ENUNCIADO DA TAREFA 1
Liste todas as pessoas citadas pelo nome no texto sobre os parques paulistanos.
ENUNCIADO DA TAREFA 2
Por favor, transcreva do texto sobre os parques paulistanos o trecho que vai de "A Prefeitura de" até "à iniciativa privada.".

─── TEXTO PARA LEITURA

A Prefeitura de São Paulo planejava investir mais de R$ 251 milhões na reforma e adequação dos 106 parques municipais entre 2014 e 2017. No entanto, gastou somente R$ 6,8 milhões —2,7% do previsto no PPA (Plano Plurianual), que contém a orientação e as prioridades das gestões.

Esse volume de investimentos ao longo de quatro anos, três sob Fernando Haddad (PT) e um sob João Doria (PSDB), mal seria suficiente para construir uma só creche. Com ele, não é possível bancar nem sequer um dia de subsídios à tarifa dos ônibus.

Na prática, houve congelamento de melhorias nos parques paulistanos. Ao final de 2018, sob Bruno Covas (PSDB), mesmo com a ampliação de gastos, serão completados cinco anos de investimentos tímidos nessas áreas verdes, que ainda têm seu futuro em xeque com a indefinição no plano de concedê-las à iniciativa privada.

──────
─── LISTA DE REGISTROS

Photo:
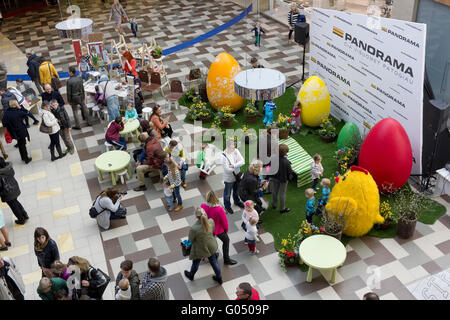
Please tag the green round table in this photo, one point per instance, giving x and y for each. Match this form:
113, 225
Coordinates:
113, 161
322, 252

──────

RESPOSTA CORRETA 1
Fernando Haddad, João Doria e Bruno Covas.

RESPOSTA CORRETA 2
A Prefeitura de São Paulo planejava investir mais de R$ 251 milhões na reforma e adequação dos 106 parques municipais entre 2014 e 2017. No entanto, gastou somente R$ 6,8 milhões —2,7% do previsto no PPA (Plano Plurianual), que contém a orientação e as prioridades das gestões.

Esse volume de investimentos ao longo de quatro anos, três sob Fernando Haddad (PT) e um sob João Doria (PSDB), mal seria suficiente para construir uma só creche. Com ele, não é possível bancar nem sequer um dia de subsídios à tarifa dos ônibus.

Na prática, houve congelamento de melhorias nos parques paulistanos. Ao final de 2018, sob Bruno Covas (PSDB), mesmo com a ampliação de gastos, serão completados cinco anos de investimentos tímidos nessas áreas verdes, que ainda têm seu futuro em xeque com a indefinição no plano de concedê-las à iniciativa privada.